» **Consigne**
D'après le texte sur le tunnel du Saint-Gothard :
(a) Combien de temps l'auteur a-t-il dû attendre au portail d'Airolo ?
(b) À quelle date le comité de «l'initiative des Alpes» a-t-il fait inscrire l'article 84 dans la Constitution fédérale ?
(c) À quelle distance du premier tube le second doit-il être percé ?

En cette période pascale, comme chaque année, de gigantesques bouchons se forment aux entrées du tunnel routier du Saint-Gothard; dans la vallée de la Reuss avant les Fêtes, dans la Léventine au retour. C’est que les milliers d’automobilistes venus des pays septentrionaux et du nord de la Suisse, roulant sur deux pistes autoroutières jusqu’au goulet, doivent soudain s’encolonner sur une seule voie pour passer le tunnel; de même en sens inverse. C’est évidemment peu pratique! Les périodes de vacances ne sont pas les seules où le passage du Saint-Gothard est une épreuve de patience. Rentrant naguère du Tessin alors que les cols étaient encore enneigés (c’était avant que des travaux ou un accident ferroviaire ne limitent le trafic), j’avais soigneusement choisi mon jour et mon heure pour me présenter au portail d’Airolo: un banal mardi vers 10 heures du matin; et j’ai dû poireauter une demi-heure.

Il en est ainsi parce que le comité de «l’initiative des Alpes», le 20 février 1994, a réussi à inscrire dans la Constitution fédérale un article 84 qui interdit de développer les routes de transit. Il s’agissait, à ses yeux, de protéger les régions alpines contre l’envahissement des moteurs, particulièrement celui des poids lourds. Cela fait donc trente ans que cette mesure d’auto-mutilation crée des difficultés. Le TCS, par son initiative «Avanti», et les Chambres, par leur contre-projet qui a entraîné le retrait de l’initiative, ont tenté de modifier la loi fondamentale; en vain, car le contre-projet a été rejeté en février 2004. On célèbre donc cette année le double anniversaire rond de verdicts populaires bloquant le flux des véhicules.

Et voici qu’il devient nécessaire de rénover le tunnel routier, ce qui en rendra le passage impossible durant des années. Il n’y a guère d’autre moyen d’écouler le trafic que de percer un second tube à deux pistes, à 70 mètres du premier, par où la circulation sera dérivée durant les travaux. Cette solution, ancrée dans une loi fédérale, a été combattue par référendum; mais cette fois-ci, le peuple a accepté. Il faut préciser que le Conseil fédéral a juré ses grands dieux qu’après les travaux, dans chacun des tubes à deux pistes, on n’en utiliserait qu’une pour respecter l’article 84 de la Constitution.

» **Entrées**
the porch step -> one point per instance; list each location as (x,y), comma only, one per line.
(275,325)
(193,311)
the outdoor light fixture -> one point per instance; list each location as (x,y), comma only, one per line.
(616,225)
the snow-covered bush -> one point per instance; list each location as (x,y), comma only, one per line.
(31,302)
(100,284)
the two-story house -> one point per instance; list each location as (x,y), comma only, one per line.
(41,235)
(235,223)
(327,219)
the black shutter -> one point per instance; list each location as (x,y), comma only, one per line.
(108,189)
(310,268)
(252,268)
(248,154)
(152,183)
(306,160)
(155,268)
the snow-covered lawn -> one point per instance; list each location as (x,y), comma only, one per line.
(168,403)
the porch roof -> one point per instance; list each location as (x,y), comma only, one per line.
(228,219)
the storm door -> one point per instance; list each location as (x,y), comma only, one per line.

--

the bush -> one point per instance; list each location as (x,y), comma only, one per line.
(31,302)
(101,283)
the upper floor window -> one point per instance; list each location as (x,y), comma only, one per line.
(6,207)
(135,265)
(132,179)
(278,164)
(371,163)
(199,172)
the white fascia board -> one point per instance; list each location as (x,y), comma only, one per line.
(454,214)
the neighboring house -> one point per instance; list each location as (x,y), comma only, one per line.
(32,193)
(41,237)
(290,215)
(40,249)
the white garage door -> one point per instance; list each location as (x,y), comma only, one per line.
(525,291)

» **Corrigé**
(a) Une demi-heure.
(b) Le 20 février 1994.
(c) À 70 mètres.